PROBLEM REQUIREMENTS
Select and copy every line of the data below that contains the word "white".

EXCERPTED RECORDS
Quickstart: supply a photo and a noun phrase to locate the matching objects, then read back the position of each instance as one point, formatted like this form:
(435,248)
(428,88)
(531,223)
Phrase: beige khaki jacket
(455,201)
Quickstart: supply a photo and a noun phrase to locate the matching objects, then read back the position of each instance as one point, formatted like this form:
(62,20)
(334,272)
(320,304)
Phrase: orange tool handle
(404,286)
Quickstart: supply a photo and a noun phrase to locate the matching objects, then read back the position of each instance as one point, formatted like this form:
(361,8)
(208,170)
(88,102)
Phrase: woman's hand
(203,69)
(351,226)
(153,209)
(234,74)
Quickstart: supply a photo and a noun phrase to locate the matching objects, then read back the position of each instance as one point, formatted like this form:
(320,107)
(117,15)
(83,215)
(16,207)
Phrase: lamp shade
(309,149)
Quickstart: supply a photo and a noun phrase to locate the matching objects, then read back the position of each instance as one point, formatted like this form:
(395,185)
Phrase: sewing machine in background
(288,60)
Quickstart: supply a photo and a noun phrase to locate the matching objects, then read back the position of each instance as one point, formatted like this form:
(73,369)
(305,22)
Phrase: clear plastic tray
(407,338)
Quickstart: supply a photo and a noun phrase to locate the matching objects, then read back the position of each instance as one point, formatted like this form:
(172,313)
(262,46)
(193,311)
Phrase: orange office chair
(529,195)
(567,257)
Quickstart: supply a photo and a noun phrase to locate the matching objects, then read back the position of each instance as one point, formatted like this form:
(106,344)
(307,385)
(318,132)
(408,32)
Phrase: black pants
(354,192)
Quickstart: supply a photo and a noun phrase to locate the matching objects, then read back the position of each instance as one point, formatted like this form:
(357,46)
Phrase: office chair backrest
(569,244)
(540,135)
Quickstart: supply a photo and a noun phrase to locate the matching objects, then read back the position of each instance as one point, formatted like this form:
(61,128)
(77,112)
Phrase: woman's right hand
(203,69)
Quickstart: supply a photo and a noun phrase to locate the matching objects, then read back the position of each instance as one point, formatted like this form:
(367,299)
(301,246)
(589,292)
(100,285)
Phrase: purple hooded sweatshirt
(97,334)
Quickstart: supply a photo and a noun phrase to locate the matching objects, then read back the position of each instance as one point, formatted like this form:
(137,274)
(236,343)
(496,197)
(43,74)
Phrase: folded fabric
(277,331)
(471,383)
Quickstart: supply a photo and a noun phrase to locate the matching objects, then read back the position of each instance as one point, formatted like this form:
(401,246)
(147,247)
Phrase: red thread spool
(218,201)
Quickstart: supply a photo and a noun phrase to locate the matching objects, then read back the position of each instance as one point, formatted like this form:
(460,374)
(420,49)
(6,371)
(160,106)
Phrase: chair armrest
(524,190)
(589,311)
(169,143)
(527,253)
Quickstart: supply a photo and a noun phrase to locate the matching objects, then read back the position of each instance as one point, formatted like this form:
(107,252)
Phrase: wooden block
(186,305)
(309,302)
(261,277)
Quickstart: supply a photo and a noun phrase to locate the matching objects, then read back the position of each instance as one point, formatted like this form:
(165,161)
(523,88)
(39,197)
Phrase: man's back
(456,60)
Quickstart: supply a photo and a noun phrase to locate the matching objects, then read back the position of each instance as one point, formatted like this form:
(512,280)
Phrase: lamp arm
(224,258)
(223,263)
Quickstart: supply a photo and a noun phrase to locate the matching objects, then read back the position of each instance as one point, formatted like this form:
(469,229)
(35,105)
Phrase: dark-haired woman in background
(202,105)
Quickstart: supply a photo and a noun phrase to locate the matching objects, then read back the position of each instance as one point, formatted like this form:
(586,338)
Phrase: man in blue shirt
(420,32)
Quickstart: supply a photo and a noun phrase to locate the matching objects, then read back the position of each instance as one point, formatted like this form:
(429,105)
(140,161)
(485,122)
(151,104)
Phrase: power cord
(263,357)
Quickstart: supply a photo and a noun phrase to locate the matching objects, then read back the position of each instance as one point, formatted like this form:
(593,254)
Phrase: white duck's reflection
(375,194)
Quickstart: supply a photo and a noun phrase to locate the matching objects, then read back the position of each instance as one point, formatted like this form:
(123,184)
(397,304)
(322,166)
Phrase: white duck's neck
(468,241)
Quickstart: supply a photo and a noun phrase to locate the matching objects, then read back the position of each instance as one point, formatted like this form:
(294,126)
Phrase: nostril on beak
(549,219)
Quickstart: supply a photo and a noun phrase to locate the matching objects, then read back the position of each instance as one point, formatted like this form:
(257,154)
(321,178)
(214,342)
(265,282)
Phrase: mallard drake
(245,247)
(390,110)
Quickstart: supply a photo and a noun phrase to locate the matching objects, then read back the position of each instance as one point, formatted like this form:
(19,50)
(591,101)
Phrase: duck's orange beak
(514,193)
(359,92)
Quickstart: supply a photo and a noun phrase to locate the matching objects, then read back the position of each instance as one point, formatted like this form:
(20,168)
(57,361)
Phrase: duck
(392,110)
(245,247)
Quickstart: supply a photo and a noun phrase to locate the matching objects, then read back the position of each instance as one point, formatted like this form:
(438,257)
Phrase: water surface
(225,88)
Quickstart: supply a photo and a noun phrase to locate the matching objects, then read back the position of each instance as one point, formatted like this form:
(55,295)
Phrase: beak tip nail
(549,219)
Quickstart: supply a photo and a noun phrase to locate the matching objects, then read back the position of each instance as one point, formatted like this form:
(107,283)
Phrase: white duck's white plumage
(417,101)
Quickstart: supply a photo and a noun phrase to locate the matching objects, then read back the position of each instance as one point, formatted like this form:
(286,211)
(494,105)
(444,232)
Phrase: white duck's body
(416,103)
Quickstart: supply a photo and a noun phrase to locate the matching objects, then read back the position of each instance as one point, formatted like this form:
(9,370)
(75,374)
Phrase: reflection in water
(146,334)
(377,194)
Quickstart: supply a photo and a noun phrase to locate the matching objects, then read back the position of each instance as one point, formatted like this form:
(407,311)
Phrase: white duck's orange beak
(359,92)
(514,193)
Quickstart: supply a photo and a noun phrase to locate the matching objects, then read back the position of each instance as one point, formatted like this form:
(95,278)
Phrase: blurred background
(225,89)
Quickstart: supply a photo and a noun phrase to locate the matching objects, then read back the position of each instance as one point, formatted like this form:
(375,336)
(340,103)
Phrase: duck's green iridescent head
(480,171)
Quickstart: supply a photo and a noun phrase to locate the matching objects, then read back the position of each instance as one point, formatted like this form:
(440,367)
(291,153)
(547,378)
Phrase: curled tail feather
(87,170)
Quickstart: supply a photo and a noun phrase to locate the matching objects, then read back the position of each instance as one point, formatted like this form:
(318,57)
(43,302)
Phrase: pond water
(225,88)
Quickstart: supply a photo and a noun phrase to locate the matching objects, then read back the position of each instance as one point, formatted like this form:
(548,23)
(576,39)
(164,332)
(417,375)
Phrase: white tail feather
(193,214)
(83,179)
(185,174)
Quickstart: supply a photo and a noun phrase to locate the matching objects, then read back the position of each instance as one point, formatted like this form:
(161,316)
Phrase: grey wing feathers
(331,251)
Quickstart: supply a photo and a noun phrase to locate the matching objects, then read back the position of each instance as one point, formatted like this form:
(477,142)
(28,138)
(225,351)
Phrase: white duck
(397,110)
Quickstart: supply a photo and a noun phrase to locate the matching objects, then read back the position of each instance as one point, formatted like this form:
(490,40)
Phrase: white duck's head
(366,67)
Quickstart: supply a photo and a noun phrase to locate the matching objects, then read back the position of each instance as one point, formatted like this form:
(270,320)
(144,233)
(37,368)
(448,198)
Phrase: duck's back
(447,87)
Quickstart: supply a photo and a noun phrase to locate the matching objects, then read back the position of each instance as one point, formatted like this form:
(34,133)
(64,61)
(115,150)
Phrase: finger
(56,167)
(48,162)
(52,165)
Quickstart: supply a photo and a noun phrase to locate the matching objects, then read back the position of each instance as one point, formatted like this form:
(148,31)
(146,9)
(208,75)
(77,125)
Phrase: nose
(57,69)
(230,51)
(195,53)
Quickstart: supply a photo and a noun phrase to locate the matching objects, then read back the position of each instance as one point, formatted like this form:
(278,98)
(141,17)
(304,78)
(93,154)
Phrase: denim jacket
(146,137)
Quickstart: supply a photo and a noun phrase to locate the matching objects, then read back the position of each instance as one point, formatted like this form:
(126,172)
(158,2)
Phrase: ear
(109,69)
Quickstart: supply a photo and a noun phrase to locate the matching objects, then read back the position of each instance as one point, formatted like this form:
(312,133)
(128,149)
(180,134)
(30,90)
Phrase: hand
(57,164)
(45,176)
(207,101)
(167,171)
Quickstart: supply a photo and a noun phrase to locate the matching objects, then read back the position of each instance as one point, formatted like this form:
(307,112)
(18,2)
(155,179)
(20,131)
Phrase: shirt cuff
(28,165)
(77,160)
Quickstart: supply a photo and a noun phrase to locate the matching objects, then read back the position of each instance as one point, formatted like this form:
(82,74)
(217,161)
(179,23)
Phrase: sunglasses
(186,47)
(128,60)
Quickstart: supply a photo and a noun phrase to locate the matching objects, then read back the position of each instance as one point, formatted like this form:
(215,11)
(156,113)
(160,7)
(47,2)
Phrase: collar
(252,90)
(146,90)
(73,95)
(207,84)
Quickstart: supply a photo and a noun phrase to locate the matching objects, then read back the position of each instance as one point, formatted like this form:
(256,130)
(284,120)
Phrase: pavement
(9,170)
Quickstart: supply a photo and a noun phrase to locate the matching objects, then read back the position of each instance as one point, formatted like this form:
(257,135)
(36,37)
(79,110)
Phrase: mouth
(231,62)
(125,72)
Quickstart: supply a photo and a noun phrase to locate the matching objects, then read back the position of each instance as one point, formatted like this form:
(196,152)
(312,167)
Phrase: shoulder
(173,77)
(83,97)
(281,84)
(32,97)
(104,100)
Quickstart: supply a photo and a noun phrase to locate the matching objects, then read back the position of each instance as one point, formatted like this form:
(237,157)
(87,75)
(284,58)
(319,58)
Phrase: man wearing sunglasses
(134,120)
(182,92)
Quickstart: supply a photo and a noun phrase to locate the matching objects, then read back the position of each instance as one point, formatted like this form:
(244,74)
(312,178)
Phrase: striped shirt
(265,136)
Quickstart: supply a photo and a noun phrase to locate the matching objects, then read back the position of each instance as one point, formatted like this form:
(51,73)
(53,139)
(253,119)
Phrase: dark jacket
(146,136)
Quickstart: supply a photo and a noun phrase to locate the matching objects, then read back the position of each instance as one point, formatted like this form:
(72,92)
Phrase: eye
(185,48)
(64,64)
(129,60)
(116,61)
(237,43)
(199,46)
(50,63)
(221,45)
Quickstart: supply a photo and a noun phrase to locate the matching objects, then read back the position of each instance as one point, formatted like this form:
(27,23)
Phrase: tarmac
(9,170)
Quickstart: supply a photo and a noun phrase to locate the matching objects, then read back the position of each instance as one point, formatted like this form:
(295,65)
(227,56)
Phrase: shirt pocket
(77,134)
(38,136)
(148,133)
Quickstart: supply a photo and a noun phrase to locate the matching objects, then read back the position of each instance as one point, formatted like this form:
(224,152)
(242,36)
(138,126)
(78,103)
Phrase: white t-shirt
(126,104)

RESULT OF THIS TASK
Phrase: white duck's reflection
Phrase: white duck's neck
Phrase: white duck's white plumage
Phrase: white duck's body
Phrase: white duck's orange beak
Phrase: white tail feather
Phrase: white duck
Phrase: white duck's head
Phrase: white t-shirt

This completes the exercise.